■ WHAT IS BEING ASKED
Please lay out the whole listing below as a numbered list, skipping blank lines and leaving out any pictures.

■ RECORD LIST
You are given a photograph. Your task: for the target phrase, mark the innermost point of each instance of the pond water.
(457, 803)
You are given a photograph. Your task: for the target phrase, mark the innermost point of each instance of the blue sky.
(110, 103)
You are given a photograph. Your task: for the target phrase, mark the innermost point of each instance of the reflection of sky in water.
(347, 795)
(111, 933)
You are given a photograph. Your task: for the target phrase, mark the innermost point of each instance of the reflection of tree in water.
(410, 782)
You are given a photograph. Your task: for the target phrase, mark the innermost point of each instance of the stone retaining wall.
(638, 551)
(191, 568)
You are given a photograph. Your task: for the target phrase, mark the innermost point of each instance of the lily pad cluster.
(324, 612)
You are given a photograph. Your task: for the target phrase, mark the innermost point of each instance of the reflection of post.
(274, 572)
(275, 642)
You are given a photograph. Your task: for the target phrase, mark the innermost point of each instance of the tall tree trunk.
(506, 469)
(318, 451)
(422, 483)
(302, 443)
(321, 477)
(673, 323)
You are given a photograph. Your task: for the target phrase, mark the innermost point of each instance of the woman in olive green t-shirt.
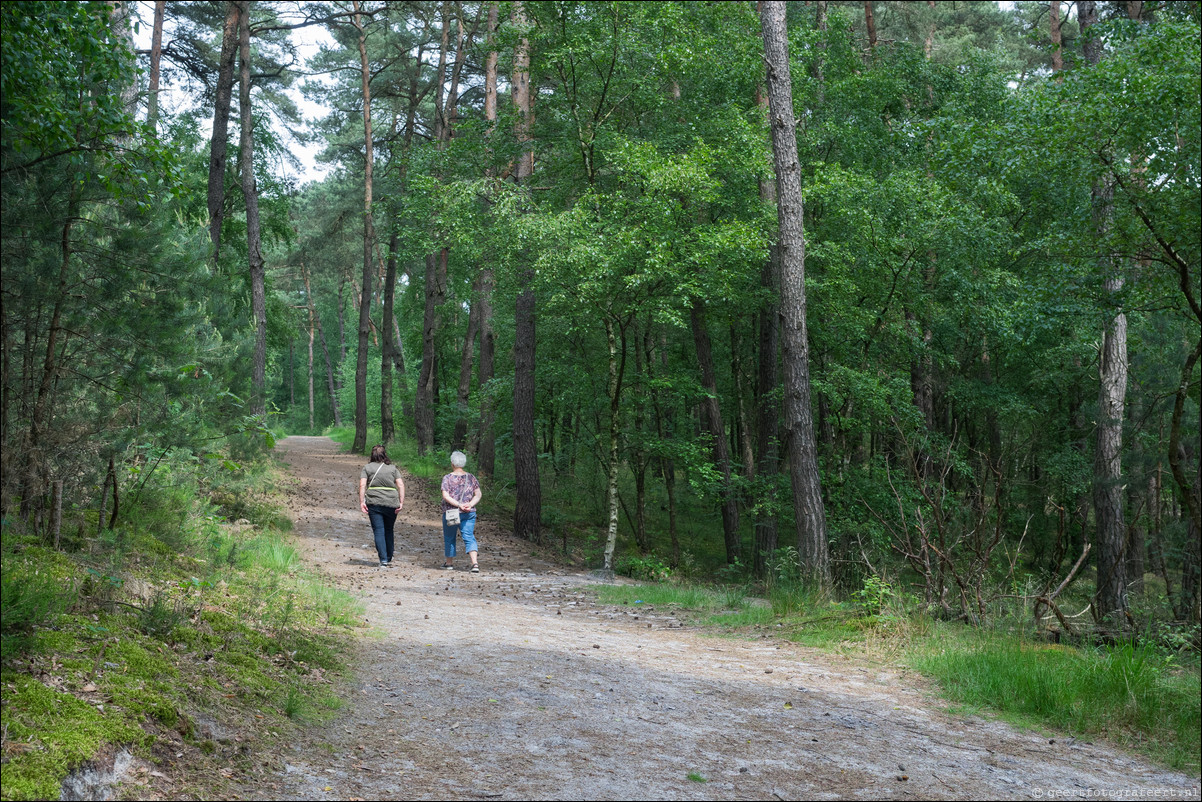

■ EXERCISE RESPONSE
1. You are given a photograph. Your task: for the target phrase, mark the innermost point of each instance of the pond water.
2. (457, 803)
3. You are given a photograph. Your task: for the target phrase, mark the innermost point of each instance of the blue sky.
4. (110, 103)
5. You are given a photograph. Your task: for the target phrase, mark the innermost point of each instance of the reflection of sky in water.
6. (347, 795)
7. (111, 933)
8. You are given a photograph. Your task: for the target phrase, mark the innermost point of each instance of the reflection of tree in water.
9. (410, 782)
10. You are given a photograph. Your task: for the target phrase, mark the innermost point of each instance of the stone retaining wall.
11. (638, 551)
12. (191, 568)
13. You are given a photograph. Your task: for the target phrase, mark the innermost point of each instance of the lily pad cluster.
14. (324, 612)
15. You are given a photograph. Your task: for the target phrase, mark the innermost point of each instance of the reflection of post.
16. (274, 572)
17. (275, 642)
18. You are given a photograph. Your task: for the target phrase, mark the innermost point of each instance of the tall tree trunk.
19. (506, 469)
20. (318, 451)
21. (422, 483)
22. (302, 443)
23. (321, 477)
24. (673, 323)
25. You are given a photograph. Your task: for the target phrase, mark the innermost point of each instance of the woman in olive green t-shirt.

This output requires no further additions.